Challenge » Show every line of the entries below that contains the string "silhouetted", copying each one unchanged.

☆ ☆ ☆

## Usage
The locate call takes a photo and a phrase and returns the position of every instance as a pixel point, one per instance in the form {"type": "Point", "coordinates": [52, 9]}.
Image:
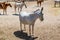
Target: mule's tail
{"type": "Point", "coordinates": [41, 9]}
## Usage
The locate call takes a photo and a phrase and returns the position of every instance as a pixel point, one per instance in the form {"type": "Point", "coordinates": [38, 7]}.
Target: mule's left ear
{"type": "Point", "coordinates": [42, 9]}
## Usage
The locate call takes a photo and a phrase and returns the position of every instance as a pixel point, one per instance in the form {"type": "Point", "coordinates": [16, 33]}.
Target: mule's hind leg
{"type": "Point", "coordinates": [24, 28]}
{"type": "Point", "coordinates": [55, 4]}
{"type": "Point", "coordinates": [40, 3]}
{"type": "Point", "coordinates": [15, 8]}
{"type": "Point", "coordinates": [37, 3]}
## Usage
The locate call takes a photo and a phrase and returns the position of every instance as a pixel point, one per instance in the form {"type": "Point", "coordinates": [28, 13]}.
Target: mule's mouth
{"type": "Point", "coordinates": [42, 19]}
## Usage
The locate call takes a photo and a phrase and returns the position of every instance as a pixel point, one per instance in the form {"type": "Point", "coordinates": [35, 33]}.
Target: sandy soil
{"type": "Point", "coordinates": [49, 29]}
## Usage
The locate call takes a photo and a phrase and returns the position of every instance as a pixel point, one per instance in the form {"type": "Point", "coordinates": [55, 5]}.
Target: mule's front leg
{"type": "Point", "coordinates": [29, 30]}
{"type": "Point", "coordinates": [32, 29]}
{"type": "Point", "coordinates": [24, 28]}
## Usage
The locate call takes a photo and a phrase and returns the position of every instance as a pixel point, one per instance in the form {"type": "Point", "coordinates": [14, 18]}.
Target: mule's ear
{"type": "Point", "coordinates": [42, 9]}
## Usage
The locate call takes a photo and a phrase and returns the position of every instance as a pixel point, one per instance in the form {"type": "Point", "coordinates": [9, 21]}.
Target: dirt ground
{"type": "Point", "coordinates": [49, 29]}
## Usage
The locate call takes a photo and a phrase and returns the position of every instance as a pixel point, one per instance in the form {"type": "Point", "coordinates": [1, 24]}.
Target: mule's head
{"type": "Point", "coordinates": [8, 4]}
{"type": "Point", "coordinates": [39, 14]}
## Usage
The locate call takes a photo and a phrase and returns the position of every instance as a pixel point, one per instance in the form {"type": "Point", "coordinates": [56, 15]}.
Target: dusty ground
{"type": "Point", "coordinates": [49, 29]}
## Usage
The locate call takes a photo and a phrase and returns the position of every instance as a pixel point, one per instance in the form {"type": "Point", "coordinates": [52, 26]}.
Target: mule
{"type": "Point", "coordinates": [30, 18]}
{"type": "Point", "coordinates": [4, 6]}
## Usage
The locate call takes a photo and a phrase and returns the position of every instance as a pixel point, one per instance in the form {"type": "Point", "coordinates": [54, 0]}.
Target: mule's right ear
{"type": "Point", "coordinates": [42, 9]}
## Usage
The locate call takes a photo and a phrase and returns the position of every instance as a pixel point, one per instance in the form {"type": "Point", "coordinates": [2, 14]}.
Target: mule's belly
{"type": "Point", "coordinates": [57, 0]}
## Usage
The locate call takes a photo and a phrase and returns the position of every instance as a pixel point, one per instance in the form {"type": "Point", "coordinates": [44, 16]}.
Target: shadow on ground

☆ ☆ ☆

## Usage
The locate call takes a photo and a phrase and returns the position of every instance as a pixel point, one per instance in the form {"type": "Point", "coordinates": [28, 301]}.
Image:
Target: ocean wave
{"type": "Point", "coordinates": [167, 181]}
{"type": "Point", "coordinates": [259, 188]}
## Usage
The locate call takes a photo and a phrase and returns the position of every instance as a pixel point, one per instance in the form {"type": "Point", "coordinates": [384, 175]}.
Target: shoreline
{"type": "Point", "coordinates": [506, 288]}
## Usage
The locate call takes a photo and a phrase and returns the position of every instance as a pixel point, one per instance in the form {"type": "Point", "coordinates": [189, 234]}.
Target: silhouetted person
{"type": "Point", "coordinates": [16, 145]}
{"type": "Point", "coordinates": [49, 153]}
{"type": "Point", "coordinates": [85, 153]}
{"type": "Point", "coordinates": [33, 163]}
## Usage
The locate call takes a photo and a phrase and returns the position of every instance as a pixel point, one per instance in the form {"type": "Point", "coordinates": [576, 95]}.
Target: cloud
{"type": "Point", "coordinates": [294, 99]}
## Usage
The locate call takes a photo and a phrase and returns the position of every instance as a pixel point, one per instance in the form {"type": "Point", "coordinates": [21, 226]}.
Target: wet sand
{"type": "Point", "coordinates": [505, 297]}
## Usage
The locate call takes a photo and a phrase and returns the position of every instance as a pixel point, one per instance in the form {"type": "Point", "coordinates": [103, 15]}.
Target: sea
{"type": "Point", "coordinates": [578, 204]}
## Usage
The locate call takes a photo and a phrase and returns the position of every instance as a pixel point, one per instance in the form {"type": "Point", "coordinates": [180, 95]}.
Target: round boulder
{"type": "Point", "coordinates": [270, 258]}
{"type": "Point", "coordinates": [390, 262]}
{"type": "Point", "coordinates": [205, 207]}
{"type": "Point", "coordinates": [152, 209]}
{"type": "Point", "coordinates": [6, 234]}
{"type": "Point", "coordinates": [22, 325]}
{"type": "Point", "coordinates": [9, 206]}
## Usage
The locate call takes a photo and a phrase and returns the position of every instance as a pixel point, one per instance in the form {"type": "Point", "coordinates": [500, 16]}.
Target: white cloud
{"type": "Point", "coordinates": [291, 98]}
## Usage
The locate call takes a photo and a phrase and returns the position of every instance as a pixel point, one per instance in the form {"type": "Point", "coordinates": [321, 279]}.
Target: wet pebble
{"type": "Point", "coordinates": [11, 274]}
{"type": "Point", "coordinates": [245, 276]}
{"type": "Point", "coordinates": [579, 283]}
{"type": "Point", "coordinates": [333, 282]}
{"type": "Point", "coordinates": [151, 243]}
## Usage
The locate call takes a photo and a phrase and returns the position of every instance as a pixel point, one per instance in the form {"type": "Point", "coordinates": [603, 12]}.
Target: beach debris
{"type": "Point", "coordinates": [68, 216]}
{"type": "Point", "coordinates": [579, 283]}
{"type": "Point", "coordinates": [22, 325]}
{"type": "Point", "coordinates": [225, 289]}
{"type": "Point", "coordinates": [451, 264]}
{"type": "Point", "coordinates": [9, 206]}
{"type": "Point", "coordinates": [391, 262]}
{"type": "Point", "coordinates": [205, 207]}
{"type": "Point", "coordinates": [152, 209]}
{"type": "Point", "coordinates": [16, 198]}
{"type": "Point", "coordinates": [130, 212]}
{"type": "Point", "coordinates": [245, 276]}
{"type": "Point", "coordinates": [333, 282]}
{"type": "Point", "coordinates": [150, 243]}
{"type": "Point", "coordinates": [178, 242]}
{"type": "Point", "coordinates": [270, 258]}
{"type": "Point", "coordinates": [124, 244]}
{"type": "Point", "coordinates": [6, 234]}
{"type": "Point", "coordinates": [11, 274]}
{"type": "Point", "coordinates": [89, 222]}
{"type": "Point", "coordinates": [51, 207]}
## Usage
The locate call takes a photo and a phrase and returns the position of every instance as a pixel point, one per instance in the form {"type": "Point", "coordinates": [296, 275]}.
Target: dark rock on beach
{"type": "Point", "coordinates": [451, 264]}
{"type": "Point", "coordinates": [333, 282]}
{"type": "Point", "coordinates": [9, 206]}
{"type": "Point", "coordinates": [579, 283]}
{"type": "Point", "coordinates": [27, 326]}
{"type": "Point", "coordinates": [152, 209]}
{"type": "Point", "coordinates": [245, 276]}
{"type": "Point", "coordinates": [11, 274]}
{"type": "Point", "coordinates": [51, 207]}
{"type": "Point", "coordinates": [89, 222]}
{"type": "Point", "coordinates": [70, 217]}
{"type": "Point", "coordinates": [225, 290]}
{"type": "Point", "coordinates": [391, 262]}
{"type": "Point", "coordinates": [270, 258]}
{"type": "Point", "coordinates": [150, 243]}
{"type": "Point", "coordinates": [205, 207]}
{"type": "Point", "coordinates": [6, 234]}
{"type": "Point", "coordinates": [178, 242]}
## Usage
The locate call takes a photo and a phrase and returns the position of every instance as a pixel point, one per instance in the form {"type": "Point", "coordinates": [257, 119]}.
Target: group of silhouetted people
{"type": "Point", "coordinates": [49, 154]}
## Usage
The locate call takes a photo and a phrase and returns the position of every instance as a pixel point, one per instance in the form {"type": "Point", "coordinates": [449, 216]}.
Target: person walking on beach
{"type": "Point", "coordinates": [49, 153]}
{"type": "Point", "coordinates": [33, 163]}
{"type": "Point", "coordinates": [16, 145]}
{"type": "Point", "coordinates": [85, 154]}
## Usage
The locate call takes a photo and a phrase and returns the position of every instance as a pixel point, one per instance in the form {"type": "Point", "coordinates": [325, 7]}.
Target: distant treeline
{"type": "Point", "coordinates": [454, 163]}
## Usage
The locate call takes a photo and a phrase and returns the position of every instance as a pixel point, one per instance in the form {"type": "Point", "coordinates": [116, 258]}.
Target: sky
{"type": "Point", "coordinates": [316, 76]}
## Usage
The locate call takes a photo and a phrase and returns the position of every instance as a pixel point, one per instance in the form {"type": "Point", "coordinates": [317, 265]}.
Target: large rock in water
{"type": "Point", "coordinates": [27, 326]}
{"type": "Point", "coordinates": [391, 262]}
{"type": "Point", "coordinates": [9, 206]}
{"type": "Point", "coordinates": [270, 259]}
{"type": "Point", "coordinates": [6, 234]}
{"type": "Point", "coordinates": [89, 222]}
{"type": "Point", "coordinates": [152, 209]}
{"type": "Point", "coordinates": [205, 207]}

☆ ☆ ☆

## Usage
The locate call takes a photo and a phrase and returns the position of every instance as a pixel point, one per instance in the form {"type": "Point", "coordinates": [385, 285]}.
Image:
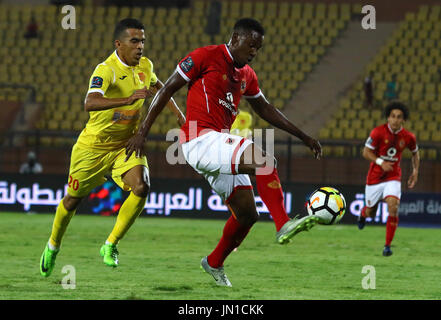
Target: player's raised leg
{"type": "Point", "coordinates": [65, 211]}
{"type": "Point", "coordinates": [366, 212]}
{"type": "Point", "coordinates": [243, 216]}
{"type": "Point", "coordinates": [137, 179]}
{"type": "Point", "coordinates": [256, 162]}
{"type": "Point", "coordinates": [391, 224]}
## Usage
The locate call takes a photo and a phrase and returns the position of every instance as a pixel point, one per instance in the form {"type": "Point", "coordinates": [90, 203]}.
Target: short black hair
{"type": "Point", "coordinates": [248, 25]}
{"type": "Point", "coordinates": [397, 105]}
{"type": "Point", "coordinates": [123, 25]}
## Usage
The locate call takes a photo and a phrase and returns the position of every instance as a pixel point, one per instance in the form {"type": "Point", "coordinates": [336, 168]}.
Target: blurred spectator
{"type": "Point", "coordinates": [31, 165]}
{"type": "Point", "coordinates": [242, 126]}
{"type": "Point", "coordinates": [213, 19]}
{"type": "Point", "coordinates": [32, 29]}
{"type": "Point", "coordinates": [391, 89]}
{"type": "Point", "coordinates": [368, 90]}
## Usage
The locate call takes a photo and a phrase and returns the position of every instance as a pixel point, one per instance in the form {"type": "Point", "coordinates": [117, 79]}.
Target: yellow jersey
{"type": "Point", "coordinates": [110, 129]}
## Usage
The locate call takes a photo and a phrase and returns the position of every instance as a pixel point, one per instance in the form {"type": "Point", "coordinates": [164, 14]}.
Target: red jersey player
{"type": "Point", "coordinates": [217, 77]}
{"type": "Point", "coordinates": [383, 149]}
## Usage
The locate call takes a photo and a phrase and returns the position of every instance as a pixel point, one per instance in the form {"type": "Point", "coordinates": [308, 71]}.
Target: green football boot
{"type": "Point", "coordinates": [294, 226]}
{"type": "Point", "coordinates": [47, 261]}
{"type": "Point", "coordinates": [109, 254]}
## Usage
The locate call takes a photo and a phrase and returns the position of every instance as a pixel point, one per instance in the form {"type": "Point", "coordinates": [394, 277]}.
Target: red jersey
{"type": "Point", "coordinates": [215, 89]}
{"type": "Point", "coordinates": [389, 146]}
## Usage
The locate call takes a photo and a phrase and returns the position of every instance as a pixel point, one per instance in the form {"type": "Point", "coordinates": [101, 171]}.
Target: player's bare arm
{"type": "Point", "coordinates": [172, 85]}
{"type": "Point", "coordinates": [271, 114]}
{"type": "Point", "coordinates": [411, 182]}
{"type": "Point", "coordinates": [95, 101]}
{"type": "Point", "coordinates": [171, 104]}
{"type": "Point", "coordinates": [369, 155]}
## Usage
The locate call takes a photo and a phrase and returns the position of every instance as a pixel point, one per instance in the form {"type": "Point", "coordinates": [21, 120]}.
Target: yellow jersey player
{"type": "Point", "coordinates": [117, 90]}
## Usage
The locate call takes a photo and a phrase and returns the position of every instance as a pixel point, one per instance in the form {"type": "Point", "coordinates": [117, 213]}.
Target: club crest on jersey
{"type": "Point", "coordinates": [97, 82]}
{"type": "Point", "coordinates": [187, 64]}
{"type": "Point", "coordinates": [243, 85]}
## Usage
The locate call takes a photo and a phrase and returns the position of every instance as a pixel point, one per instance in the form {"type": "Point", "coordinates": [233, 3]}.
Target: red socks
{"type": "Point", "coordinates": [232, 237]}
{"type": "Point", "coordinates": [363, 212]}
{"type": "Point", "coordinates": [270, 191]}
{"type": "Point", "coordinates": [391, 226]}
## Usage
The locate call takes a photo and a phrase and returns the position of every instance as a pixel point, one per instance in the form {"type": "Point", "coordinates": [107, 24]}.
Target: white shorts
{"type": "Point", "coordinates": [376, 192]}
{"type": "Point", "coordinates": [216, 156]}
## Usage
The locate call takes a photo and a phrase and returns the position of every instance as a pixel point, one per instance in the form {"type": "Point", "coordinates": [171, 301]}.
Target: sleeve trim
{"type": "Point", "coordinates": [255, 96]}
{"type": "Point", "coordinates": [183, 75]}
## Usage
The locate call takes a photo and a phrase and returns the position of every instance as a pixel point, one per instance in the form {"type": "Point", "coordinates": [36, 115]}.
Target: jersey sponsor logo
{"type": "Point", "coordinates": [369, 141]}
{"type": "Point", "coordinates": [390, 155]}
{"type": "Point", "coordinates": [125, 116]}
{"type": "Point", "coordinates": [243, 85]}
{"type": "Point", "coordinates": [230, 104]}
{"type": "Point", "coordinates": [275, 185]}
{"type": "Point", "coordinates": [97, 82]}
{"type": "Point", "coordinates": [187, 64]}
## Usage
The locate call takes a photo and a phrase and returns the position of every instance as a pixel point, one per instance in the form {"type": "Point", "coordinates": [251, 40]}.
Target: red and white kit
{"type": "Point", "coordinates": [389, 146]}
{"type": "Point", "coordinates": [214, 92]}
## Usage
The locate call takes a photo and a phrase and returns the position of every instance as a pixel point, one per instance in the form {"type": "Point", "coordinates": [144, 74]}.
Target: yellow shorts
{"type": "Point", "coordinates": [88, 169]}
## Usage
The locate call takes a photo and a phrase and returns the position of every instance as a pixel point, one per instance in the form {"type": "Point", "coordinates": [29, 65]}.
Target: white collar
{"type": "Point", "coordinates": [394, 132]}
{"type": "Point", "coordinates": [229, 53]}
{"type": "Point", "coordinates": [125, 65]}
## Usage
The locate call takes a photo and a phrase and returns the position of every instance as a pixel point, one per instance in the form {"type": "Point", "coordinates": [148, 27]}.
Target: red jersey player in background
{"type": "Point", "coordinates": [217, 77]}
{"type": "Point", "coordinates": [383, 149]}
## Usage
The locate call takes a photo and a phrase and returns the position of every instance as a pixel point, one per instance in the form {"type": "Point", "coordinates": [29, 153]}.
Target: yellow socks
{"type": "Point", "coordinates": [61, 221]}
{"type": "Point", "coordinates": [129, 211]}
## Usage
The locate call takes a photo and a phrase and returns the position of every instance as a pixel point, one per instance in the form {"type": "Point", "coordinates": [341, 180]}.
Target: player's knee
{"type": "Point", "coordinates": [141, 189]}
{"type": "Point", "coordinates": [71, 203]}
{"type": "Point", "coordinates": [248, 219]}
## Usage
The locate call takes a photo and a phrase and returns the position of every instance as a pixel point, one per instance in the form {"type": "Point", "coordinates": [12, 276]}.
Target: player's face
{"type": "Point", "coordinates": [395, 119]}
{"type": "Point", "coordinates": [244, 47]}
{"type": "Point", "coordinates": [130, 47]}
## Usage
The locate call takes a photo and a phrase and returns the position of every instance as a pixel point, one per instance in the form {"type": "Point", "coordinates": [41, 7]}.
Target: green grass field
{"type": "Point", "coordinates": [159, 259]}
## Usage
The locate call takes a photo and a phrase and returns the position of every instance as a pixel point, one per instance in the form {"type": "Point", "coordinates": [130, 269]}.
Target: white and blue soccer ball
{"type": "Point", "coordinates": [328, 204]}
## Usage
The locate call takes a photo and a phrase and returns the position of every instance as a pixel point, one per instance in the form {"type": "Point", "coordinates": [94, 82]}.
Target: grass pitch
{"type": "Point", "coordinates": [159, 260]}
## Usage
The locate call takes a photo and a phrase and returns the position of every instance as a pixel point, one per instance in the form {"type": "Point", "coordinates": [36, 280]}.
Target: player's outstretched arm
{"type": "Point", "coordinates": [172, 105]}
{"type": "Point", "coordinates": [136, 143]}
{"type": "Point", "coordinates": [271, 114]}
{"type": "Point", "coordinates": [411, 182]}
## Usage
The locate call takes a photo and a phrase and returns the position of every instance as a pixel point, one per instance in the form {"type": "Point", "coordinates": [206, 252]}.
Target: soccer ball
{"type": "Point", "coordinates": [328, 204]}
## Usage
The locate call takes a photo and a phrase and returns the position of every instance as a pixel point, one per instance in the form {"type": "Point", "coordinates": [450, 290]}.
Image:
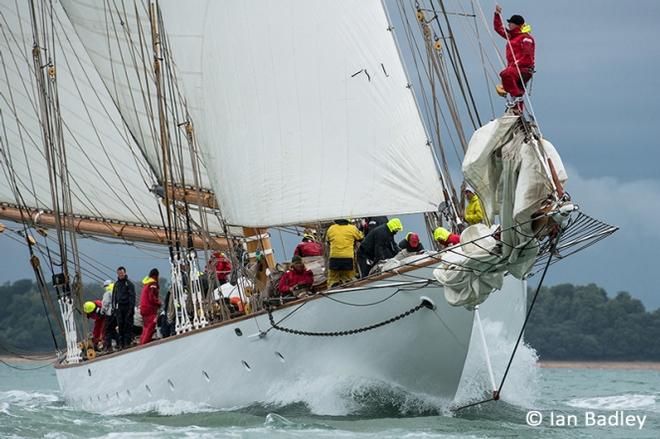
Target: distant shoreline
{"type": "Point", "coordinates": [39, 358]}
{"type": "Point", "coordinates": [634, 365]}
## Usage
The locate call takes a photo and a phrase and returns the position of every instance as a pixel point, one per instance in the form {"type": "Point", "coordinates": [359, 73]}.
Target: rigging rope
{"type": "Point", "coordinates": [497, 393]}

☆ ☆ ☆

Response to this task »
Target: silhouetted person
Target: group of silhouetted people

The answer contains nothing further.